* **Directions**: Reproduce each line exactly. Skip none.

Coordinate annotation entries:
** start **

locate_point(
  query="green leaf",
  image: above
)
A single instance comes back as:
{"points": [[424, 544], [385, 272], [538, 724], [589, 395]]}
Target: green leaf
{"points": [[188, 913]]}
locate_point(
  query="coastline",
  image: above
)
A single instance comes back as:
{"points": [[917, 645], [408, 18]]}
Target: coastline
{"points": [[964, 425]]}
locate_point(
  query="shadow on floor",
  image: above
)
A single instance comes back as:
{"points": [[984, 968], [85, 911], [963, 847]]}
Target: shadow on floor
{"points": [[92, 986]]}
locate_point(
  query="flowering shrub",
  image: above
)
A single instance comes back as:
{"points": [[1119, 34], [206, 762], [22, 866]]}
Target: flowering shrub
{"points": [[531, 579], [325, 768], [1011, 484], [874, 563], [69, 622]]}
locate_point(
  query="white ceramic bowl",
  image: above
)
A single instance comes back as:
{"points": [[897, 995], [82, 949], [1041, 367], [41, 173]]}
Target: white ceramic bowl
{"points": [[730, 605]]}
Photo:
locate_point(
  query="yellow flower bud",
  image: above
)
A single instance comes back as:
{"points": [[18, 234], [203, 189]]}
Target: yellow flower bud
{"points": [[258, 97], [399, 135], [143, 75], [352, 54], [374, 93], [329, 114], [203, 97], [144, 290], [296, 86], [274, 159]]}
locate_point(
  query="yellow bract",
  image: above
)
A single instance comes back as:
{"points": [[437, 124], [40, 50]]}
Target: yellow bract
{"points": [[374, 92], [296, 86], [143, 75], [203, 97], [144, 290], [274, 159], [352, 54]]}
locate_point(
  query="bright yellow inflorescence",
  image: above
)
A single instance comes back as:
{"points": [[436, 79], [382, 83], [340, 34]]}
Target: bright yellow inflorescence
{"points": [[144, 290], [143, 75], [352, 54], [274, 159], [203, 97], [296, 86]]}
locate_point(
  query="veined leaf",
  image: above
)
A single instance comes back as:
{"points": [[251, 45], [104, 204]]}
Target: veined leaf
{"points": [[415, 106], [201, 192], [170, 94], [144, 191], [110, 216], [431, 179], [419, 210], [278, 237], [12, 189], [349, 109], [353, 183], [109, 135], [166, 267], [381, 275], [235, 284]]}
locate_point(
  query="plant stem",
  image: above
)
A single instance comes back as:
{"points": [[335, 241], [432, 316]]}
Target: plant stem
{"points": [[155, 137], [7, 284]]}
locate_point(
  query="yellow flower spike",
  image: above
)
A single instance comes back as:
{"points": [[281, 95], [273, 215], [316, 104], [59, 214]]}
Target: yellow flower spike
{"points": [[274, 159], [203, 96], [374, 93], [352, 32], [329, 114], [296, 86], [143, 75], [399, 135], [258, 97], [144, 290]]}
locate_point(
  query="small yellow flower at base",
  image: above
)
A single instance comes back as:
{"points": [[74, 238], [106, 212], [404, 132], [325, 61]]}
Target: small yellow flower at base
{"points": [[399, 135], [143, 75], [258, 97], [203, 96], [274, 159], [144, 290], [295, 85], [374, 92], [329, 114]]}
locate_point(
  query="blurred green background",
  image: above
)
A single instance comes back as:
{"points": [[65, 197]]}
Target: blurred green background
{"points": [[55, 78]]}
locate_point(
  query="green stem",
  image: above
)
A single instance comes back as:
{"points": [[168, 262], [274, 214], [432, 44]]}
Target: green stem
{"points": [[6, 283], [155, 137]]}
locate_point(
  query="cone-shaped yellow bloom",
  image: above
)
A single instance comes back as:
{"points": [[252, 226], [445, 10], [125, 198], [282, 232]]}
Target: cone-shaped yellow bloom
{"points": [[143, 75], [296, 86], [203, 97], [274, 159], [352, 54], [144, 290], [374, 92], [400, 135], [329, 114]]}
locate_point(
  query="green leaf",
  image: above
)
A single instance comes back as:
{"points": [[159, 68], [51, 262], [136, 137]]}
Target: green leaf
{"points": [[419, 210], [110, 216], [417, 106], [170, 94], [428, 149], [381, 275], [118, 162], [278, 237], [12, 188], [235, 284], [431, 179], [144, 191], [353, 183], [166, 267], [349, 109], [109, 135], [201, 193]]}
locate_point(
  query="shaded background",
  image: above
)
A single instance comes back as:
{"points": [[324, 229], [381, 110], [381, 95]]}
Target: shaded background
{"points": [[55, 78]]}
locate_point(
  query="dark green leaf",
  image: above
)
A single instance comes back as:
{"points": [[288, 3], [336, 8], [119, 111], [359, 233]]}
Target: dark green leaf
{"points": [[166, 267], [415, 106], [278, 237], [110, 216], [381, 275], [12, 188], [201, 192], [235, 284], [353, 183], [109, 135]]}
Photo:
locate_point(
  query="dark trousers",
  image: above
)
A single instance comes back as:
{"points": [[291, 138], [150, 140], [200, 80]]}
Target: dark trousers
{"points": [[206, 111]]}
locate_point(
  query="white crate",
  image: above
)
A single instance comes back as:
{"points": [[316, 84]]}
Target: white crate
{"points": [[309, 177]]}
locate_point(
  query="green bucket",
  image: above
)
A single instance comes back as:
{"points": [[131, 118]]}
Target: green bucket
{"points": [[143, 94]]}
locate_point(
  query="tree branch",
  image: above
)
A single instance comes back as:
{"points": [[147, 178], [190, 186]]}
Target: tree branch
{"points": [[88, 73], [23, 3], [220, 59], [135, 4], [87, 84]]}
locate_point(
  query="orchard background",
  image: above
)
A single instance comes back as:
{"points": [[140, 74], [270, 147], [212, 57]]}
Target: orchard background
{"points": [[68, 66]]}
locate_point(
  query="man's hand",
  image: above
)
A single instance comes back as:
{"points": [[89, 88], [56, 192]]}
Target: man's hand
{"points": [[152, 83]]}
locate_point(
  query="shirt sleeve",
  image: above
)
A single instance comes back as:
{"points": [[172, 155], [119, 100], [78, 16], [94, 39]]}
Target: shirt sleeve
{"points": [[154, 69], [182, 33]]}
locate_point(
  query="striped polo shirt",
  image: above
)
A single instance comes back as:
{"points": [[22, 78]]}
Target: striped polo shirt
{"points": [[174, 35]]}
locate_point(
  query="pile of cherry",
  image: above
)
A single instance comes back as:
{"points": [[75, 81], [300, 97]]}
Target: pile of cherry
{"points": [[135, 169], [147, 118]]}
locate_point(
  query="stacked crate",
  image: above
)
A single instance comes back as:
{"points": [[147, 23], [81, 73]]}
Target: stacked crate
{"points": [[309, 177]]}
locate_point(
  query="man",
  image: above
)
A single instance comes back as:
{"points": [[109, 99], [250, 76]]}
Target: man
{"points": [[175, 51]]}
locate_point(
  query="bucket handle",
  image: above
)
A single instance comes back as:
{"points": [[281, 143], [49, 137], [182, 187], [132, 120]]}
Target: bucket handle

** end **

* **In response**:
locate_point(
  query="green leaf",
  image: above
)
A single instance comes back as:
{"points": [[424, 544], [385, 272], [538, 724], [589, 395]]}
Target: green leaf
{"points": [[188, 913]]}
locate_point(
  query="coastline",
  image: above
)
A single instance comes back as:
{"points": [[917, 645], [408, 18]]}
Target: coastline
{"points": [[964, 425]]}
locate_point(
  query="shadow on floor",
  image: above
)
A single instance comes back as:
{"points": [[984, 968], [85, 911], [963, 847]]}
Target: shadow on floor
{"points": [[92, 986]]}
locate_point(
  query="flowering shrub",
  image: above
)
A single instance comes back as:
{"points": [[1119, 34], [206, 762], [22, 866]]}
Target: flowering shrub
{"points": [[531, 579], [325, 768], [1011, 484], [874, 563], [69, 622]]}
locate_point(
  query="white ceramic bowl",
  image: above
)
A single instance comes back as:
{"points": [[897, 995], [82, 949], [1041, 367], [41, 173]]}
Target: white ceramic bowl
{"points": [[730, 605]]}
Photo:
locate_point(
  query="yellow flower bud",
  image: above
)
A single instance comes back as:
{"points": [[18, 234], [203, 189]]}
Target: yellow flower bud
{"points": [[258, 97], [399, 135], [143, 75], [352, 54], [374, 93], [329, 114], [203, 97], [144, 290], [296, 86], [274, 159]]}
locate_point(
  query="yellow bract",
  image: above
)
A single instance comes back as:
{"points": [[437, 124], [40, 50]]}
Target: yellow bract
{"points": [[374, 92], [296, 86], [143, 75], [203, 97], [144, 290], [274, 159], [352, 54]]}
locate_point(
  query="bright yellow inflorescence",
  image: above
)
A single instance comes back as:
{"points": [[436, 79], [382, 83], [340, 34]]}
Target: bright yellow inflorescence
{"points": [[144, 290], [143, 75], [352, 54], [274, 159], [203, 97], [296, 86]]}
locate_point(
  query="veined leaf",
  image: above
)
A single instance comes back as:
{"points": [[251, 45], [104, 204]]}
Target: veined leaf
{"points": [[415, 106], [201, 192], [170, 94], [144, 191], [110, 216], [431, 179], [419, 210], [278, 237], [12, 189], [349, 109], [353, 183], [109, 135], [166, 267], [381, 275], [235, 284]]}
locate_point(
  query="plant stem",
  image: above
)
A single instance comes back as:
{"points": [[335, 241], [432, 316]]}
Target: plant stem
{"points": [[155, 137], [7, 284]]}
locate_point(
  query="yellow flower spike",
  image: above
)
A single instance comes back as:
{"points": [[281, 95], [273, 215], [316, 104], [59, 214]]}
Target: yellow flower spike
{"points": [[274, 159], [203, 96], [374, 93], [352, 32], [329, 114], [296, 86], [143, 75], [399, 135], [258, 97], [144, 290]]}
locate_point(
  query="small yellow flower at base",
  image: above
)
A single instance comes back as:
{"points": [[74, 238], [106, 212], [404, 132], [325, 61]]}
Target: small yellow flower at base
{"points": [[399, 135], [143, 75], [258, 97], [203, 96], [274, 159], [144, 290], [295, 85], [374, 92], [329, 114]]}
locate_point(
  query="blurred green background",
  image: above
)
A single instance comes back as:
{"points": [[65, 197]]}
Target: blurred green background
{"points": [[55, 78]]}
locate_point(
  query="green stem",
  image: above
)
A single instance comes back as:
{"points": [[168, 262], [274, 214], [432, 44]]}
Target: green stem
{"points": [[6, 283], [155, 137]]}
locate_point(
  query="cone-shaped yellow bloom",
  image: above
)
A single instance comes back as:
{"points": [[252, 226], [445, 10], [125, 198], [282, 232]]}
Target: cone-shaped yellow bloom
{"points": [[143, 75], [296, 86], [203, 97], [274, 159], [352, 54], [144, 290], [374, 92], [400, 135], [329, 114]]}
locate_point(
  query="green leaf",
  image: above
)
A single instance comes back as:
{"points": [[159, 68], [51, 262], [136, 137]]}
Target: green leaf
{"points": [[419, 210], [110, 216], [417, 106], [170, 94], [428, 149], [381, 275], [118, 162], [278, 237], [12, 188], [235, 284], [431, 179], [144, 191], [353, 183], [166, 267], [349, 109], [109, 135], [201, 193]]}
locate_point(
  query="shaded background",
  image: above
)
A single instance comes back as:
{"points": [[324, 229], [381, 110], [381, 95]]}
Target: shaded background
{"points": [[55, 78]]}
locate_point(
  query="dark green leaf",
  image: above
)
A single instance comes back as:
{"points": [[288, 3], [336, 8], [119, 111], [359, 233]]}
Target: dark green leaf
{"points": [[166, 267], [415, 106], [278, 237], [110, 216], [381, 275], [12, 188], [201, 192], [235, 284], [353, 183], [109, 135]]}
Photo:
locate_point(
  query="dark trousers",
  image: above
)
A single instance comes back as:
{"points": [[291, 138], [150, 140], [200, 80]]}
Target: dark trousers
{"points": [[206, 111]]}
locate_point(
  query="white crate",
  image: above
)
A single instance comes back as:
{"points": [[316, 84]]}
Target: white crate
{"points": [[309, 177]]}
locate_point(
  query="green bucket",
  image: above
)
A single instance comes back as:
{"points": [[131, 118]]}
Target: green bucket
{"points": [[143, 94]]}
locate_point(
  query="tree branch",
  image: above
)
A single instance comes back as:
{"points": [[147, 178], [190, 186]]}
Target: tree branch
{"points": [[88, 73], [23, 3], [220, 59], [135, 4], [87, 84]]}
locate_point(
  query="orchard background",
  image: above
)
A single instance comes back as:
{"points": [[140, 74], [270, 147], [212, 57]]}
Target: orchard background
{"points": [[68, 66]]}
locate_point(
  query="man's hand",
  image: above
)
A single instance comes back as:
{"points": [[89, 88], [56, 192]]}
Target: man's hand
{"points": [[152, 83]]}
locate_point(
  query="shirt sleeve",
  image: above
)
A single instance comes back as:
{"points": [[172, 155], [119, 100], [78, 16], [94, 39]]}
Target: shirt sleeve
{"points": [[154, 69], [182, 33]]}
locate_point(
  query="striped polo shirt",
  image: above
)
A single instance comes back as:
{"points": [[22, 78]]}
Target: striped polo shirt
{"points": [[174, 35]]}
locate_point(
  query="pile of cherry",
  image: above
)
A single instance comes back as:
{"points": [[75, 81], [300, 97]]}
Target: pile of cherry
{"points": [[135, 169], [147, 118]]}
locate_point(
  query="stacked crate",
  image: above
)
A single instance comes back as:
{"points": [[147, 23], [81, 73]]}
Target: stacked crate
{"points": [[309, 177]]}
locate_point(
  query="man",
  image: above
)
A single instance comes back as:
{"points": [[109, 99], [250, 76]]}
Target: man
{"points": [[175, 51]]}
locate_point(
  query="bucket handle",
  image: above
)
A single instance comes back as:
{"points": [[281, 143], [49, 137], [182, 187], [132, 120]]}
Target: bucket handle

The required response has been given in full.